## Short exercise 1:
In the pronghorn antelope passage, what marking do male pronghorns have that females lack?

──────────

American pronghorn antelope




American pronghorn antelope





I saw hundreds of pronghorn antelope on this road trip. Most in Nevada and Wyoming. These "built for purpose" animals have long fascinated me. If you know their basics, you should skip the next paragraphs of narrative:

Pronghorn Antelope [Antilcapra americana] are not true antelope but as we call American bison, by the mistaken name of buffalo, the pronghorn handle is with us.

They can't jump, though they look like they could and should be able to. When they come to a fence they either crawl through it or under it at astonishingly high speeds at time.

I watched four male pronghorn in Wyoming do this, one after the other, and got a few photos of that, which I will post when I get to the Wyoming section of this road trip photo stream.

Pronghorn antelope have horns, not antlers. Males always have them, females sometimes. They do shed the outer layer of their horn, but never the entire horn itsel.

Antlers are shed and regrown every year. Moose, elk, and deer have antlers. Bighorn Sheep, mountain goat, and pronghorn antelope...have horns.

Male pronghorns have a black crescent marking at the back of their lower jaw, while females do not.

They are custom built for speed and endurance and can run over 40 mph for long distances, easily outrunning any natural predator, when healthy.

──────────

## Short exercise 2:
In the records, rewrite the stretch from the line containing "Where can you find the jesus' foot" through the line containing "Target: weathered white plaster", swapping "yellow" for "beige" and leaving everything else unchanged. Return only those lines.

──────────

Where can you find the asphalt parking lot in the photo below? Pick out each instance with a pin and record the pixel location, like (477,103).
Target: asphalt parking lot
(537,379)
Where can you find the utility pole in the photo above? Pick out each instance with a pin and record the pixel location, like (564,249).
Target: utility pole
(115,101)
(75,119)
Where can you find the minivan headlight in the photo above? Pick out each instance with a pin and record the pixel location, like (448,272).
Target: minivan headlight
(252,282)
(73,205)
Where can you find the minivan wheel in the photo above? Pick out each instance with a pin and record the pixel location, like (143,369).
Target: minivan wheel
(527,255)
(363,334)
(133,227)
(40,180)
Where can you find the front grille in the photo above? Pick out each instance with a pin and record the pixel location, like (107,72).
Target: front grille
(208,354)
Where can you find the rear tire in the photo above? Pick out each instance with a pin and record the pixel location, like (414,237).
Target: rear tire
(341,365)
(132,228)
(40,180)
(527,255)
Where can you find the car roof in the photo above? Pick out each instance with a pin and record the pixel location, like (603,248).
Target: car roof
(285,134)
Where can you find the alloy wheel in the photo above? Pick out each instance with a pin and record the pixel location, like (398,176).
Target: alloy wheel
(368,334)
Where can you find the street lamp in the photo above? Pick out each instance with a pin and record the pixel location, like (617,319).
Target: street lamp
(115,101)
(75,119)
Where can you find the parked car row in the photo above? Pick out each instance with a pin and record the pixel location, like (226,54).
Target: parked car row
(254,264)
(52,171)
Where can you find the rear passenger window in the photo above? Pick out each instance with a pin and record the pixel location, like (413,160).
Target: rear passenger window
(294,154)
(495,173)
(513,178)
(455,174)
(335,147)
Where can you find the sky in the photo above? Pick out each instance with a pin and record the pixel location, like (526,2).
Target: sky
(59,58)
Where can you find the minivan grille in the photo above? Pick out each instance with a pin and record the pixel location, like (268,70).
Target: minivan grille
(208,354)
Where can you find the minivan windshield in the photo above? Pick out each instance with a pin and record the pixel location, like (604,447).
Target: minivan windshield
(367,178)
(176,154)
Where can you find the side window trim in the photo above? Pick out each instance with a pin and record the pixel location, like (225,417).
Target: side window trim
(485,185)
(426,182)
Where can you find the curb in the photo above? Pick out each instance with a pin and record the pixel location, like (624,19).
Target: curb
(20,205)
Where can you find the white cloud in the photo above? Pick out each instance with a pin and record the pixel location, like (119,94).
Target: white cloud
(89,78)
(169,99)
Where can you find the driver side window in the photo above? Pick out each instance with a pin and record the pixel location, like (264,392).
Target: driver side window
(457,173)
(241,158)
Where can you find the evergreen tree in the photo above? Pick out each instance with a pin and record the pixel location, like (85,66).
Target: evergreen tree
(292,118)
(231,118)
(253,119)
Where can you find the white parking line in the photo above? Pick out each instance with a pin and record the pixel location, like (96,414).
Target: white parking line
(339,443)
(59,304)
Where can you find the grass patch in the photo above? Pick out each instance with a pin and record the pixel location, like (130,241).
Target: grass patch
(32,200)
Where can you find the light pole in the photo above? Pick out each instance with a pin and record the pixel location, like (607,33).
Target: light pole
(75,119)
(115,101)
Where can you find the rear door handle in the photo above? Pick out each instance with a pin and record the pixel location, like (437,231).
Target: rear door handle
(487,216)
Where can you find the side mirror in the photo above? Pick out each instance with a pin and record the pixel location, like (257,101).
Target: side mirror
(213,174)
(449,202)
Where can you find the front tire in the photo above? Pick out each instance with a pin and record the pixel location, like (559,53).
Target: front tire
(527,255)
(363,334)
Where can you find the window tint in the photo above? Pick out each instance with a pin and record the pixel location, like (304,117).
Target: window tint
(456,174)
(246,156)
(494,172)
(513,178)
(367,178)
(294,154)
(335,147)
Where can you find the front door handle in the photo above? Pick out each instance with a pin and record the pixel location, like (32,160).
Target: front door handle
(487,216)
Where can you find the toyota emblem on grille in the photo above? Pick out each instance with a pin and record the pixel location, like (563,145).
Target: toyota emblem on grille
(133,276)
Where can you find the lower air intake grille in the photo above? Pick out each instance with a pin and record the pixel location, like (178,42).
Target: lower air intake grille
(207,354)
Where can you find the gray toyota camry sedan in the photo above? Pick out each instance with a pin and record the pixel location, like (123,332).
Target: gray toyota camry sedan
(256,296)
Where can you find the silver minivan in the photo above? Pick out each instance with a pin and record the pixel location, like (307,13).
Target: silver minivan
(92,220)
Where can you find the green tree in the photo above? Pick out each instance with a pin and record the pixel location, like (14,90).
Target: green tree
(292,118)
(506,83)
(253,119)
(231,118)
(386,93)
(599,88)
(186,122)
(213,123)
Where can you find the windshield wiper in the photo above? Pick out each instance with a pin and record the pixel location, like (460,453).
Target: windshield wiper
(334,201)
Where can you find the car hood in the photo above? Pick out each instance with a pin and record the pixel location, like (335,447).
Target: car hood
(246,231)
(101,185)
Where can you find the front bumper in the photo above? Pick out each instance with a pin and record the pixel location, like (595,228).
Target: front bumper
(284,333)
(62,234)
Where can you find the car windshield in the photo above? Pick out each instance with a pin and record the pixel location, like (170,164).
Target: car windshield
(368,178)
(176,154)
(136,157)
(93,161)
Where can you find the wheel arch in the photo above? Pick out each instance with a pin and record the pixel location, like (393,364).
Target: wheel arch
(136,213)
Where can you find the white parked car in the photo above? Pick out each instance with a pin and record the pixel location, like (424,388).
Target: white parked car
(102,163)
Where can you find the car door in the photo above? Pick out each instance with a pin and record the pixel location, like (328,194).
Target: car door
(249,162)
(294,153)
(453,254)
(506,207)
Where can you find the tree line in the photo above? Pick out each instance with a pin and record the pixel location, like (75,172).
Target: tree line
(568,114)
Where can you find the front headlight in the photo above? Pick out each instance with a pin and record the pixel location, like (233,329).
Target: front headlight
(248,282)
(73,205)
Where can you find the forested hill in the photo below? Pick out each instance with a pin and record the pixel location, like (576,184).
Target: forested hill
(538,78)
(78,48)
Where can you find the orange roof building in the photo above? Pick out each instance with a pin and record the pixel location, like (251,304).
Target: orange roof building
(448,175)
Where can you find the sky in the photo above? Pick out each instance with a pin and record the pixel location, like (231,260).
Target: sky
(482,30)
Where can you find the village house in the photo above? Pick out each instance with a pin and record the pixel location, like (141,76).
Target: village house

──────────

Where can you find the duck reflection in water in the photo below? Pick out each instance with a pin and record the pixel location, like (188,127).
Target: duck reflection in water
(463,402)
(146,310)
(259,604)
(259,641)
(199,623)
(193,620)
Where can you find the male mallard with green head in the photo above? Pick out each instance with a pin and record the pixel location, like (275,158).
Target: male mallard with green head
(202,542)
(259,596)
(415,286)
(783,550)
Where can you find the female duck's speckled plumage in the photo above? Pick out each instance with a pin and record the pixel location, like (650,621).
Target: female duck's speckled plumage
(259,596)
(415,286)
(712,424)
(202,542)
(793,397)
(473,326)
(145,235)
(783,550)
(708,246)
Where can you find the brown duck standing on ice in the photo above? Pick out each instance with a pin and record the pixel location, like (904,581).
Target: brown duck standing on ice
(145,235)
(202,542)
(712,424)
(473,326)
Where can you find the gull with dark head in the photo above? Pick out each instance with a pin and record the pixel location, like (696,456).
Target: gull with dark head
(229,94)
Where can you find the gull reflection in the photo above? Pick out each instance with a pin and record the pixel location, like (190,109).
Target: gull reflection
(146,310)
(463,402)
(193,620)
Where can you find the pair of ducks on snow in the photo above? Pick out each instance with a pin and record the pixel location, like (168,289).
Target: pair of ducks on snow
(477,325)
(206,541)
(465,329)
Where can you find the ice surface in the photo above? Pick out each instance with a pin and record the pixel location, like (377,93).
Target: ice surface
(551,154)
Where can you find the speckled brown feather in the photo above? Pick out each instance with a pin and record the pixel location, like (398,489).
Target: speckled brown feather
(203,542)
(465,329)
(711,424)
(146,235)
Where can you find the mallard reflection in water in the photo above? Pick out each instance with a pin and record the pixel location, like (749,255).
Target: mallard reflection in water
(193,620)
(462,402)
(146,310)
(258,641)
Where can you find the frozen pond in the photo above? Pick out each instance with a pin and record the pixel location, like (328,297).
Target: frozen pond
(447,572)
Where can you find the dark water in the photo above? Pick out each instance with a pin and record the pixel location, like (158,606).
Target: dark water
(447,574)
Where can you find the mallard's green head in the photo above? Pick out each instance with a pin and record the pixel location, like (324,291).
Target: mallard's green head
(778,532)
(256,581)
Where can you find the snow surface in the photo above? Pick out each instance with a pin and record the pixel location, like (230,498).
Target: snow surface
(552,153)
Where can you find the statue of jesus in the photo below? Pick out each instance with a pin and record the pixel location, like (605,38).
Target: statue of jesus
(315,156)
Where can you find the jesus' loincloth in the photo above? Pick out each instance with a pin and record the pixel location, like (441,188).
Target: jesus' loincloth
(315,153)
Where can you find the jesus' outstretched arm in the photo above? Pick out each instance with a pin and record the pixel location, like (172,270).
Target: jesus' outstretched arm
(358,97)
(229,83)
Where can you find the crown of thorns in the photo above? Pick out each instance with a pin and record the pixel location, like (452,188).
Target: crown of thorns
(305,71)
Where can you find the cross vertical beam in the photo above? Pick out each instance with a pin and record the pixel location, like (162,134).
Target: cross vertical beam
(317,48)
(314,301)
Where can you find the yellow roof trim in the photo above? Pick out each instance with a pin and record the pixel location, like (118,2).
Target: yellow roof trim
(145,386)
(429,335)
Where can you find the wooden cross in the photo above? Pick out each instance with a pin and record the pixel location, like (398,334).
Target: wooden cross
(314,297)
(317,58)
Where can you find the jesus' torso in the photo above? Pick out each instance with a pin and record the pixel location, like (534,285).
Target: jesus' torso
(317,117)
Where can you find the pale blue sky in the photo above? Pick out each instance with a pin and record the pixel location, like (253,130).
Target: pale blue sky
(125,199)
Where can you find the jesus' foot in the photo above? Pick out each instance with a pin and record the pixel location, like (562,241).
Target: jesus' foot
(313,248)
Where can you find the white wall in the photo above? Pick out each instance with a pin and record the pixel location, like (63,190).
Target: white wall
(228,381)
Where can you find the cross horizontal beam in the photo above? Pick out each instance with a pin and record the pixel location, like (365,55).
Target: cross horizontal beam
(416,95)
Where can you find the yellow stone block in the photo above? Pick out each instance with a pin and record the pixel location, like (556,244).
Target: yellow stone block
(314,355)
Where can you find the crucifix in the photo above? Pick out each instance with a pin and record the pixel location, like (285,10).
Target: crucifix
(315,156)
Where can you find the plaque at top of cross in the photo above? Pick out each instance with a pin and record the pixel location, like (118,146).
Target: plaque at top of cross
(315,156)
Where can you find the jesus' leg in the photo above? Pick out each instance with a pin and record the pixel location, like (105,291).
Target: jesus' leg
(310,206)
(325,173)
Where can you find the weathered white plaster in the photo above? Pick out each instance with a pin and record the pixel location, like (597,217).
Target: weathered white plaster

──────────

## Output 1:
A black crescent marking at the back of the lower jaw.

## Output 2:
Where can you find the jesus' foot in the photo above? Pick out each instance with a pin and record the pixel location, like (562,241).
Target: jesus' foot
(313,248)
Where can you find the white wall in the photo above? Pick out each instance with a pin and record the pixel location, like (63,190).
Target: white wall
(228,381)
Where can you find the cross horizontal beam in the photo above? Pick out each instance with a pin and record the pixel location, like (365,55).
Target: cross horizontal beam
(416,95)
Where can you find the beige stone block in the photo above? Pick out each instance with a pin and record the pixel location, like (556,244).
Target: beige stone block
(314,355)
Where can you find the crucifix in the photo above? Pick out each instance with a pin and record the pixel location, like (285,10).
Target: crucifix
(315,156)
Where can you find the plaque at top of cross in the photo above? Pick out each instance with a pin and record the pixel location, like (118,146).
Target: plaque at top of cross
(315,156)
Where can you find the jesus' leg in the photo above? Pick out each instance with a pin and record the pixel location, like (105,291).
Target: jesus' leg
(310,206)
(325,173)
Where can you find the weathered white plaster in the photo above? Pick out each instance with a pin and record the pixel location, like (597,217).
Target: weathered white plaster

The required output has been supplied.